JOBS:
A: In the transcript about Connecticut identity, how does the Greenwich car dealer answer when someone asks where he is from while he is traveling?
B: Pick up the transcript about Connecticut identity after its final line and carry it forward in the same style.

SUPPLIED PASSAGE:
_ _ _ _ _

I love Connecticut with its heritage,

It's called the Constitution State.

Where histories of great proud men all came to this land so brave.

And then with grace-filled cities did build where our dreams would be fulfilled.

Connecticut was born to stay the pride of the U.S.A.

So come Nutmeggers heed the call to keep Connecticut from harm,

A place where men with hearts free can share the opportunity.

Let's keep her strong and work each day so future men will proudly say,

Connecticut was born to stay the pride of the U.S.A.


NARRATOR: Another force that fractures our sense of state identity is 

geographic segmentation. Although Connecticut is the third smallest state in the nation, most of us see it as a collection of several smaller and distinctly different regions.

TOM LEWIS (Geography Prof., Manchester CC): In spite of the fact that the state is roughly a hundred miles east to west, 60 to 80 miles at its widest north/south extreme, the concerns and the interests and the focus of dairy farmers in the northeastern part of the state in a town like Thompson are far, far different than the concerns and the interests and the focus of an urban/suburban population like what we find at Fairfield County or in Bridgeport for example.

"The Constitution State"

Tens of thousands every day pass through the Constitution State,

In their rat race from Boston to New York.

To them it's just 200 miles of winding highway snake,

Or the train's along the northeast corridor.

NARRATOR: Connecticut has always been deeply influenced and divided by its location between its two powerful neighbors. For some, Connecticut has a decided New York vent. For others, a New England flavor.

JIM SHELTON (Reporter, New Haven Register): A lot of people in this part of the state talk about the Q Bridge. The Q Bridge is a main part of their life. They sit in traffic ah for a long time on the Q Bridge and it sort of separates New York from New England in a lot of people's minds. When you're waiting in traffic on the bridge, you are still stressing out about your job. You are still worrying about what you're going to fix for dinner. You're still worrying about whether it's going to rain or snow before you get home. You get over the bridge and the farther away from the bridge you get, a lot of people tend to relax. The traffic eases up a little bit. The view gets much nicer. The Q Bridge separates New York from New England for a lot of people.

NARRATOR: The most often noted border is the one that separates Fairfield County from the rest of the state. Our image of affluence is derived largely from wealthy Fairfield County communities.

CAPT. JAMES GLEASON (Greenwich Police Dept.): Greenwich has a different class of people in many respects in that a large number of our population earn their livelihood in New York City and they, on a daily basis, take the train into New York City and are in the City for a good 10 or 12 hours a day and return here to live. Greenwich has been known in some cases as a bedroom community for New York City, which is very true.

KEN SIMON: Do you feel that you are a Connecticut resident?

MALCOLM PREY (Greenwich Car Dealer): I'm a Connecticut resident. My driver's license says so, but ah if you -- if I'm traveling some place in the world and somebody asks, "Where are you from?", I say I'm from the New York area. To say Greenwich, Connecticut is unknown. People envision wooden bridges and back country areas, which Greenwich is not. Greenwich is basically a suburb of New York, as is the better part of Fairfield County.

_ _ _ _ _

RECORD EXCERPTS:
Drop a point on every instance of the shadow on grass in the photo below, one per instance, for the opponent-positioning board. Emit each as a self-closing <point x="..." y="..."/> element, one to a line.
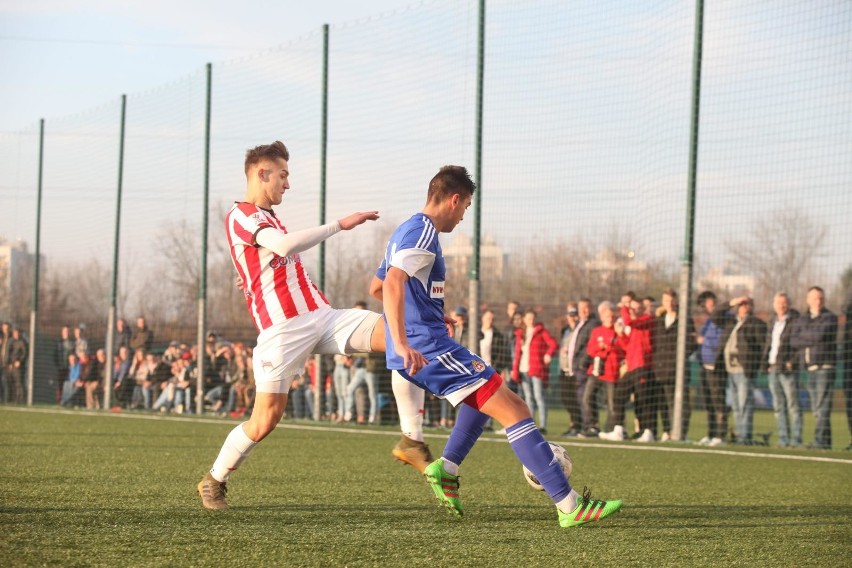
<point x="734" y="516"/>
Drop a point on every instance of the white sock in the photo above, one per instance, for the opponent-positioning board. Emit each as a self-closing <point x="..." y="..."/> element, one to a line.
<point x="234" y="451"/>
<point x="450" y="467"/>
<point x="409" y="404"/>
<point x="568" y="504"/>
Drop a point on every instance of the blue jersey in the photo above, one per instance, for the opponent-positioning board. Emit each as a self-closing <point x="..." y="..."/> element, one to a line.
<point x="414" y="248"/>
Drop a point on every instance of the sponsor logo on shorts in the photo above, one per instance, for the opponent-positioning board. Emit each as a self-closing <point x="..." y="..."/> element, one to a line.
<point x="282" y="261"/>
<point x="437" y="290"/>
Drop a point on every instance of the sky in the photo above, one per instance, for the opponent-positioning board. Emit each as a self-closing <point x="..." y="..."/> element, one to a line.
<point x="586" y="116"/>
<point x="59" y="57"/>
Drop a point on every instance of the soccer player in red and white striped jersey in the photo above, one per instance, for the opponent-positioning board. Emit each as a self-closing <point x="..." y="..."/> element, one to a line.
<point x="293" y="318"/>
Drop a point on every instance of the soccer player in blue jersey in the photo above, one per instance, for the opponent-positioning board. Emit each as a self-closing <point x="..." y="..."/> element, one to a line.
<point x="410" y="281"/>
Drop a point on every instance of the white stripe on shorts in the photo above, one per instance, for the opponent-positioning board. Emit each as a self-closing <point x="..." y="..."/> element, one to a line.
<point x="453" y="364"/>
<point x="521" y="432"/>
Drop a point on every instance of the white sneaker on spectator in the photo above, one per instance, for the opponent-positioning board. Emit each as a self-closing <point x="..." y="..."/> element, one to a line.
<point x="647" y="436"/>
<point x="617" y="434"/>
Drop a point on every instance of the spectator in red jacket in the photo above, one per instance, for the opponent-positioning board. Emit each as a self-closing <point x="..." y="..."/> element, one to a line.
<point x="606" y="353"/>
<point x="635" y="373"/>
<point x="534" y="348"/>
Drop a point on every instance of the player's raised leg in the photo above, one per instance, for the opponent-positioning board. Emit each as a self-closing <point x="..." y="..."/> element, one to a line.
<point x="410" y="449"/>
<point x="267" y="413"/>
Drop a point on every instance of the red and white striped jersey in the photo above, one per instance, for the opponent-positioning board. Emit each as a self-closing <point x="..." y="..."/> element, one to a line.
<point x="276" y="288"/>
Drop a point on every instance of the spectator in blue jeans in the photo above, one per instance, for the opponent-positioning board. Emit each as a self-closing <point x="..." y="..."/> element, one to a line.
<point x="814" y="338"/>
<point x="779" y="359"/>
<point x="740" y="354"/>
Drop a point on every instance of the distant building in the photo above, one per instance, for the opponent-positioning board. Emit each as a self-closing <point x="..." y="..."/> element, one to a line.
<point x="609" y="266"/>
<point x="458" y="256"/>
<point x="729" y="282"/>
<point x="16" y="280"/>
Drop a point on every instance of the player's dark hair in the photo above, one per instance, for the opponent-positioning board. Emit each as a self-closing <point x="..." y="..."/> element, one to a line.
<point x="448" y="181"/>
<point x="272" y="151"/>
<point x="704" y="296"/>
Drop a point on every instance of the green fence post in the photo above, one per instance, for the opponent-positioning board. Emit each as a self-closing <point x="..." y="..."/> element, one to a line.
<point x="110" y="340"/>
<point x="684" y="316"/>
<point x="34" y="311"/>
<point x="202" y="287"/>
<point x="474" y="284"/>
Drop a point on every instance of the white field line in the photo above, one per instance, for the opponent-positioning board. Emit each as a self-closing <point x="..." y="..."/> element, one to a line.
<point x="431" y="434"/>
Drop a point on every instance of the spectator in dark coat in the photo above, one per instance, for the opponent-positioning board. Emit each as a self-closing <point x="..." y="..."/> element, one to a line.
<point x="664" y="342"/>
<point x="740" y="354"/>
<point x="142" y="337"/>
<point x="779" y="360"/>
<point x="814" y="338"/>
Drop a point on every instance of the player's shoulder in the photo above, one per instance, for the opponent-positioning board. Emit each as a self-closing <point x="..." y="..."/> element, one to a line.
<point x="417" y="231"/>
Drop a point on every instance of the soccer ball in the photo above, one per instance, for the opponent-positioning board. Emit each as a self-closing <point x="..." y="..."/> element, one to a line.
<point x="564" y="460"/>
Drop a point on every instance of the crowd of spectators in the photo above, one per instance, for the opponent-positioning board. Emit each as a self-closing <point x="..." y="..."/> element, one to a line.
<point x="626" y="352"/>
<point x="608" y="357"/>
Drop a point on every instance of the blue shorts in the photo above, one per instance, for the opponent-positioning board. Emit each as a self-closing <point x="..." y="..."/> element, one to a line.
<point x="453" y="374"/>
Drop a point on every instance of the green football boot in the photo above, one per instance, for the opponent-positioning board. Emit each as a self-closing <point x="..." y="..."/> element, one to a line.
<point x="445" y="486"/>
<point x="588" y="511"/>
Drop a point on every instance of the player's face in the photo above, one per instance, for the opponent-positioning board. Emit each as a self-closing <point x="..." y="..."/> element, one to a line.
<point x="457" y="215"/>
<point x="781" y="305"/>
<point x="815" y="300"/>
<point x="275" y="179"/>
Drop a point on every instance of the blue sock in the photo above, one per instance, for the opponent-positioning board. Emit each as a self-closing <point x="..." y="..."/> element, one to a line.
<point x="535" y="453"/>
<point x="468" y="428"/>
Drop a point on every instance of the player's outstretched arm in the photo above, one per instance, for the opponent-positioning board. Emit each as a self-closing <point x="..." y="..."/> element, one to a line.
<point x="376" y="288"/>
<point x="286" y="244"/>
<point x="394" y="301"/>
<point x="352" y="221"/>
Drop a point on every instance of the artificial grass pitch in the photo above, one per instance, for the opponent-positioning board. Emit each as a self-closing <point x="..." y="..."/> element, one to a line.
<point x="106" y="490"/>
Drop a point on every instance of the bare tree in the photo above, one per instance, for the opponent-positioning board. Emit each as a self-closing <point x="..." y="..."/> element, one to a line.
<point x="780" y="252"/>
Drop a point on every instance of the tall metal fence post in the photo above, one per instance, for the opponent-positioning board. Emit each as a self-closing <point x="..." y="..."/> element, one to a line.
<point x="474" y="284"/>
<point x="36" y="266"/>
<point x="110" y="339"/>
<point x="684" y="313"/>
<point x="318" y="387"/>
<point x="202" y="287"/>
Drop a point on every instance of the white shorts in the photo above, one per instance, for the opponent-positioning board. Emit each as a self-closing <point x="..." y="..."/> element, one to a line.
<point x="283" y="349"/>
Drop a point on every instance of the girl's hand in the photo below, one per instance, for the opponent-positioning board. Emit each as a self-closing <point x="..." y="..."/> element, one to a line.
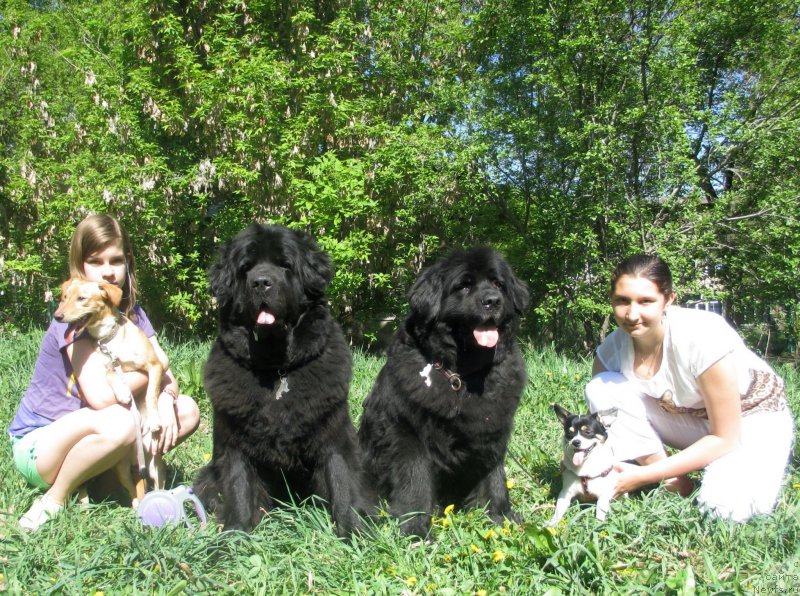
<point x="169" y="425"/>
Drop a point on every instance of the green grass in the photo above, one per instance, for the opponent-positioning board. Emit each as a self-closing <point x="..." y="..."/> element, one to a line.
<point x="653" y="542"/>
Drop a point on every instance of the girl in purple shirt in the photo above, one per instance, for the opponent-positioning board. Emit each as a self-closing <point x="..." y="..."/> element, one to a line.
<point x="69" y="427"/>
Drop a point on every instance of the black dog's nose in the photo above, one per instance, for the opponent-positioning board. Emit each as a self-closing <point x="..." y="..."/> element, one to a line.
<point x="490" y="300"/>
<point x="262" y="282"/>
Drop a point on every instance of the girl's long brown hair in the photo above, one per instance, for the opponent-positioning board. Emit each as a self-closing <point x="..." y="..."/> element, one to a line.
<point x="94" y="234"/>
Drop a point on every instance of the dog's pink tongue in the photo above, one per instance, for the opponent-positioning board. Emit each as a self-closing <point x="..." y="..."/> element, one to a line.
<point x="265" y="318"/>
<point x="486" y="336"/>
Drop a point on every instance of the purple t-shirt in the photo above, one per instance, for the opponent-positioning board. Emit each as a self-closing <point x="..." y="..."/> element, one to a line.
<point x="53" y="391"/>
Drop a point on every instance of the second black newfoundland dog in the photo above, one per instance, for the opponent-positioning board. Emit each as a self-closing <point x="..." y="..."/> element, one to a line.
<point x="437" y="422"/>
<point x="278" y="376"/>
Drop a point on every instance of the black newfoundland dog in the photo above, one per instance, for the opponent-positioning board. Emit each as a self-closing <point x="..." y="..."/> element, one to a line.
<point x="437" y="422"/>
<point x="278" y="376"/>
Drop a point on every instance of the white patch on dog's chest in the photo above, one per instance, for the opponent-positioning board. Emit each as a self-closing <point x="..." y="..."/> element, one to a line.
<point x="425" y="373"/>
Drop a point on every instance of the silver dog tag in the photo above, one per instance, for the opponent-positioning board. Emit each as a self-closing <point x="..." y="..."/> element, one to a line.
<point x="283" y="387"/>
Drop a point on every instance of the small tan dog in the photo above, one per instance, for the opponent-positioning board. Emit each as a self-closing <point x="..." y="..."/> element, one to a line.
<point x="93" y="306"/>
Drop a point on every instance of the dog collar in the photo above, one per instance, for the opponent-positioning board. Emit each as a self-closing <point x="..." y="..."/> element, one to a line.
<point x="585" y="479"/>
<point x="453" y="378"/>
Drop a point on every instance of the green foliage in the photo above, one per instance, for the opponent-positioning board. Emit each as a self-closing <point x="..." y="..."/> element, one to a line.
<point x="652" y="543"/>
<point x="566" y="134"/>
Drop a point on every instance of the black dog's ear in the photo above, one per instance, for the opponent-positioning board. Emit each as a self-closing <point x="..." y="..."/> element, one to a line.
<point x="562" y="413"/>
<point x="222" y="275"/>
<point x="312" y="266"/>
<point x="425" y="297"/>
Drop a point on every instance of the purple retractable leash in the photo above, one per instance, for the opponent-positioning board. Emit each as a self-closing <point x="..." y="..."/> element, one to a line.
<point x="162" y="507"/>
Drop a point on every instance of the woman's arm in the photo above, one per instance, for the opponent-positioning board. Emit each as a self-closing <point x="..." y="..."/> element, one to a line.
<point x="723" y="404"/>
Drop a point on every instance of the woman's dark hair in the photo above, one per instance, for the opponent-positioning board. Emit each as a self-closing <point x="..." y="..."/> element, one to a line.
<point x="648" y="266"/>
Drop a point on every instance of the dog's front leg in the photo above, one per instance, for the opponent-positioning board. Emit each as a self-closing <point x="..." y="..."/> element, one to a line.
<point x="122" y="392"/>
<point x="565" y="497"/>
<point x="244" y="496"/>
<point x="412" y="495"/>
<point x="492" y="492"/>
<point x="342" y="489"/>
<point x="603" y="505"/>
<point x="154" y="372"/>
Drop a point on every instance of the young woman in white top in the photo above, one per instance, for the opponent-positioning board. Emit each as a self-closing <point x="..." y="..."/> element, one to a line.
<point x="684" y="378"/>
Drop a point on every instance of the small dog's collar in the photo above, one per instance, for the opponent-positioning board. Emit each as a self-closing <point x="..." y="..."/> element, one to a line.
<point x="454" y="378"/>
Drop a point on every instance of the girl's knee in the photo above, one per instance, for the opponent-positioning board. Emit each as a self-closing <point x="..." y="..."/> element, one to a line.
<point x="117" y="424"/>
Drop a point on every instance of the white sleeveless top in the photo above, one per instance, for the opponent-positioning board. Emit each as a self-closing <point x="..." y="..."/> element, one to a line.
<point x="693" y="341"/>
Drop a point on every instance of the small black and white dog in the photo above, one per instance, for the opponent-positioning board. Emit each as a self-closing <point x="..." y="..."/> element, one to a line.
<point x="588" y="461"/>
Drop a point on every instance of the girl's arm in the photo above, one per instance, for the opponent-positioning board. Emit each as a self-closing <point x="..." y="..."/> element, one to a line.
<point x="90" y="371"/>
<point x="719" y="387"/>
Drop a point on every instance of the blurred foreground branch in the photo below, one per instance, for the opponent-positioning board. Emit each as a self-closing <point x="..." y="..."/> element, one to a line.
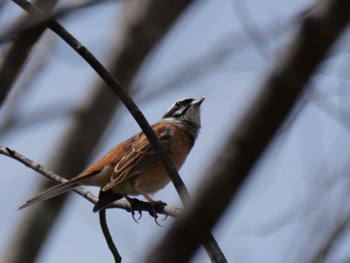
<point x="17" y="52"/>
<point x="122" y="204"/>
<point x="278" y="94"/>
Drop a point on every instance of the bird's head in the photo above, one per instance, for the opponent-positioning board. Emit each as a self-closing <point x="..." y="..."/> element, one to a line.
<point x="185" y="110"/>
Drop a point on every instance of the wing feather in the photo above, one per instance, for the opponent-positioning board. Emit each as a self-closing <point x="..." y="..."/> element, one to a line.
<point x="139" y="159"/>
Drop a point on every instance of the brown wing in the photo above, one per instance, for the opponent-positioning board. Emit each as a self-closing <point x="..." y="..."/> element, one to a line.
<point x="139" y="158"/>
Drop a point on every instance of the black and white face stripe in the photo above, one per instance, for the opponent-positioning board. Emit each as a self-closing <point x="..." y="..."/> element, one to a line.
<point x="179" y="108"/>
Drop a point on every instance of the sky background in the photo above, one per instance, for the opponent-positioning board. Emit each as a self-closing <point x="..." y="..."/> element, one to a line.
<point x="295" y="193"/>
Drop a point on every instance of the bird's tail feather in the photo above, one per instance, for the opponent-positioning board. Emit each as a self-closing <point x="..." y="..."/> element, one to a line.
<point x="56" y="190"/>
<point x="105" y="199"/>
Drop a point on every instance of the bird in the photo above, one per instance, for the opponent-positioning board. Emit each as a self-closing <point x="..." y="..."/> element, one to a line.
<point x="133" y="167"/>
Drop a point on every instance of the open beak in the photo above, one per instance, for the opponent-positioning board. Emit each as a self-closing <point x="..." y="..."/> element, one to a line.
<point x="197" y="102"/>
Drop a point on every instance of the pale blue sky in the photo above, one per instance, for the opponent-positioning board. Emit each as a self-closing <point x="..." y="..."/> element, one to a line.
<point x="289" y="190"/>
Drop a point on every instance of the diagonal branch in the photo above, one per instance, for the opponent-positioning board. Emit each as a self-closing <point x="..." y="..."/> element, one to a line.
<point x="139" y="206"/>
<point x="210" y="243"/>
<point x="256" y="130"/>
<point x="16" y="56"/>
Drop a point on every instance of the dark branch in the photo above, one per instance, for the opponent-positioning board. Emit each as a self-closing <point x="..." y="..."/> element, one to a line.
<point x="268" y="111"/>
<point x="142" y="206"/>
<point x="108" y="237"/>
<point x="211" y="246"/>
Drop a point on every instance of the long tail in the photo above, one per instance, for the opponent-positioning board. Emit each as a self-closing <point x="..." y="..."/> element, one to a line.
<point x="56" y="190"/>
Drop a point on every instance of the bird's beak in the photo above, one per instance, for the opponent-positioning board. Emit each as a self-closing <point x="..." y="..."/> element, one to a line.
<point x="197" y="102"/>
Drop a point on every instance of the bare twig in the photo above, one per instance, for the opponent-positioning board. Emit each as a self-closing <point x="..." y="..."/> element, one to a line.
<point x="211" y="245"/>
<point x="108" y="237"/>
<point x="243" y="149"/>
<point x="142" y="206"/>
<point x="18" y="52"/>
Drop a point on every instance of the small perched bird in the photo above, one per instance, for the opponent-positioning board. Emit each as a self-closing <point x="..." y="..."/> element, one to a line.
<point x="133" y="167"/>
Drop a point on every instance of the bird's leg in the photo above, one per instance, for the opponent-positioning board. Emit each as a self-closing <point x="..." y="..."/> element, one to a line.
<point x="132" y="202"/>
<point x="153" y="205"/>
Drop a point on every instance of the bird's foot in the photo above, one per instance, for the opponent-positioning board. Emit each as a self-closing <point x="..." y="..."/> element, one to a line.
<point x="154" y="205"/>
<point x="133" y="202"/>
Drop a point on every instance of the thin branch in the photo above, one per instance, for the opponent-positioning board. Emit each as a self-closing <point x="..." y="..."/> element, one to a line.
<point x="270" y="108"/>
<point x="15" y="57"/>
<point x="42" y="21"/>
<point x="211" y="245"/>
<point x="139" y="206"/>
<point x="108" y="237"/>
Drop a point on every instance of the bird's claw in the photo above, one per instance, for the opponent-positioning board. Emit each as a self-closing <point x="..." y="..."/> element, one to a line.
<point x="153" y="210"/>
<point x="132" y="202"/>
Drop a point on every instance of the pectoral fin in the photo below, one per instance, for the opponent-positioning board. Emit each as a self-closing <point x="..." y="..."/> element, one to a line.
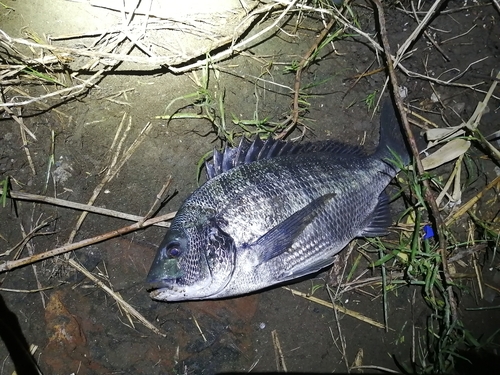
<point x="279" y="239"/>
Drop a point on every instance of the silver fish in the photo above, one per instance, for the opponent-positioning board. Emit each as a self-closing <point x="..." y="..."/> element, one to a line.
<point x="274" y="211"/>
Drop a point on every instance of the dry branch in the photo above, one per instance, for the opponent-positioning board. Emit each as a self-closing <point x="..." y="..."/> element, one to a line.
<point x="79" y="206"/>
<point x="9" y="265"/>
<point x="429" y="196"/>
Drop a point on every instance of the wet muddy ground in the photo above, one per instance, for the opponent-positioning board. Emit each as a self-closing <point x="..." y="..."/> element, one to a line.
<point x="75" y="327"/>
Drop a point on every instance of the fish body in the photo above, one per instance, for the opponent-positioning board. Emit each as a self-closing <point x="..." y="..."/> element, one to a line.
<point x="274" y="211"/>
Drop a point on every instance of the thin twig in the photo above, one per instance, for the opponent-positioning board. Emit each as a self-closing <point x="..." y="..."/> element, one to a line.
<point x="126" y="306"/>
<point x="79" y="206"/>
<point x="9" y="265"/>
<point x="429" y="196"/>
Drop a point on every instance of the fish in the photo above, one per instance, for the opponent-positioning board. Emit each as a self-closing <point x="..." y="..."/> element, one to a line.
<point x="274" y="211"/>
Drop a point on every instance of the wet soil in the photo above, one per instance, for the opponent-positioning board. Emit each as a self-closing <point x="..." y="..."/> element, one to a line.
<point x="77" y="328"/>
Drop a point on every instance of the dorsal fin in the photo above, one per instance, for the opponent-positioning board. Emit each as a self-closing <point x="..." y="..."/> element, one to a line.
<point x="248" y="152"/>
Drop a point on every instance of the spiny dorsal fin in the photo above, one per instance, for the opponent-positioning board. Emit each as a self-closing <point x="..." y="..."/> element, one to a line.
<point x="248" y="152"/>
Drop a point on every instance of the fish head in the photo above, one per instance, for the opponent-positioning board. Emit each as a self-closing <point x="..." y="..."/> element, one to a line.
<point x="193" y="262"/>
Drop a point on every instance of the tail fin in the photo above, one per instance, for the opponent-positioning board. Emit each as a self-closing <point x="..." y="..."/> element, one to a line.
<point x="392" y="140"/>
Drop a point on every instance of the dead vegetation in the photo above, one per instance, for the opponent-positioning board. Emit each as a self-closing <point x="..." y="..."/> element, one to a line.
<point x="435" y="200"/>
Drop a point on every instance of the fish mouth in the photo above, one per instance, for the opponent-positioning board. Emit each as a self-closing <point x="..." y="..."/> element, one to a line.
<point x="166" y="290"/>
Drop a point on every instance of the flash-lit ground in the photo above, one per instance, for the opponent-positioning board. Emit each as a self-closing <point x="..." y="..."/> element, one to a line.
<point x="76" y="327"/>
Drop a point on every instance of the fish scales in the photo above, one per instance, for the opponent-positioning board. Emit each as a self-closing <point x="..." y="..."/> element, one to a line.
<point x="262" y="219"/>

_ _ _ _ _

REPLIES:
A: He says he is from the New York area.

B:
NARRATOR: As some see it, Litchfield County is on its way to becoming an exurb of New York.

CHARLES MONAGHAN (Editor, Connecticut Magazine): In recent years, you've had a lot of New York people, as we call them here in Connecticut, ah, moving up into Litchfield County as well into second homes or just going to live there and really transforming a lot of formerly utterly unselfconscious farm towns into these sort of sleek bastions of exurban New York. You've got fancy restaurants up there now. You've got fancy shops. You've got a lot of people driving around in fancy cars and those Litchfield County towns were so quintessentially Connecticut and now they've got such a strong New York influence that it's changed quite a bit.

ROBERTA SATOW (Soc. Prof., Brooklyn Coll.): They love the sense of history here and Americana here and rootedness here and this is what America's all about. They love the small town rituals and so on that they're not a part of. They're not really part of it, but they like being in a place where it's happening.

NARRATOR: As a sense of place just 125 miles on the other side of the state is quite different.

KEN SIMON: There's a nickname for this part of the state.

ROBERT MILLER (Putnam Town Historian): The quiet corner. Some people laugh at that. It isn't that quiet, but I think it's well named. If you fly over here in an airplane from Washington to Boston, you will find this is still a dark area in the whole eastern megalopolis.

KEN SIMON: Do you think that people feel that they're in the same state as say Fairfield County?

ROBERT MILLER (Putnam Town Historian): I think sometimes they feel they're in Massachusetts, because it's so close to the media there. Even politics -- they're more worried about who's going to become governor up there about their budget than ours and knew more about it, but it's sort of a natural thing.

Commercial, CT Broadcasters Association

You live here. You don't live here. So zap New York and get connected to Connecticut on Connecticut TV.

LEW FREIFELD (Vice Pres., WTNH): The basic underlying reason was to get more viewers who were watching outside television stations to start watching Connecticut television stations. We have an enormous number of television households that even though they're physically located here in this market place, are watching New York television or Providence, Rhode Island television, Springfield, Mass.

Commercial, CT Broadcasters Association

It's news about your town, not the Bronx. It's the weather here, not in Boston.

LEW FREIFELD (Vice Pres., WTNH): And what we found was that these people felt for some compelling reason that New York television had greater authority.

Commercial, CT Broadcasters Association

Watch Connecticut TV, Channels 3, 8, 20, 30, 61 and CPTV.

Get connected to Connecticut TV.

NARRATOR: The influence of both New York and Boston can be seen even in the state's divided sports loyalties.

SPORTS COMMENTATOR: The players may say the rivalry is dead, but don't tell the fans.

RED SOX FANS #1: The Red Sox -- Yankees --

SPORTS COMMENTATOR: Face it left field -- for there are scores --

YANKEE FAN #1: Yankee fan all the way.

SPORTS COMMENTATOR: And gone for a home run.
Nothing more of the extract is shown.